# Early track bike? Any idea what is this?



## marius.suiram (Dec 21, 2019)

This bike was posted in the Bikeforums too.
Tomorrow i have the possibility to buy it.
But what is it? Does it worth buying?
Can anybody restore it? (Not me...)


----------



## redline1968 (Dec 21, 2019)

Judging by that rim it's a roadster... if it was me i would pass on it too many parts missing


----------



## The Carolina Rambler (Dec 21, 2019)

That's an oldie there!  Probably about 100 or more years old.  Definitely restorable, but would have to be for a very low price.  Wood wheel looks good and solid, but will need quite a bit of work to get it joined back together and usable again.  I wouldn't pay more than $30 for it, and $15 of that is for the wheel.


----------



## hoofhearted (Dec 21, 2019)

*Am curious as to HOW and WHERE the serial numbers are placed.
Many companies placed their numbers on the bottom of the crank-
case.  It does not matter WHAT the numbers are.

There may be no numbers at all.  But if there are numbers present 
in this area ... do the numbers run from stem to stern … or, do they
run from starboard to port ?  A foto would be helpful.

Thank you …..

….. patric*


----------



## fat tire trader (Dec 22, 2019)

When I first look at it, it looks like a war era light weight frame, not a track bike, but is the bottom bracket shell smaller than 2"?


----------



## sam (Dec 22, 2019)

Judging from the steer tube it looks to be a tall frame.


----------

### Exercise description:
Write out everything in the bike forum thread from "That's an oldie" down to "for the wheel.", word for word.

### Stored data:
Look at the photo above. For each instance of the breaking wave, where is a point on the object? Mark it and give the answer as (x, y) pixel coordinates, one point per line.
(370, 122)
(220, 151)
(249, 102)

### Exercise response:
That's an oldie there!  Probably about 100 or more years old.  Definitely restorable, but would have to be for a very low price.  Wood wheel looks good and solid, but will need quite a bit of work to get it joined back together and usable again.  I wouldn't pay more than $30 for it, and $15 of that is for the wheel.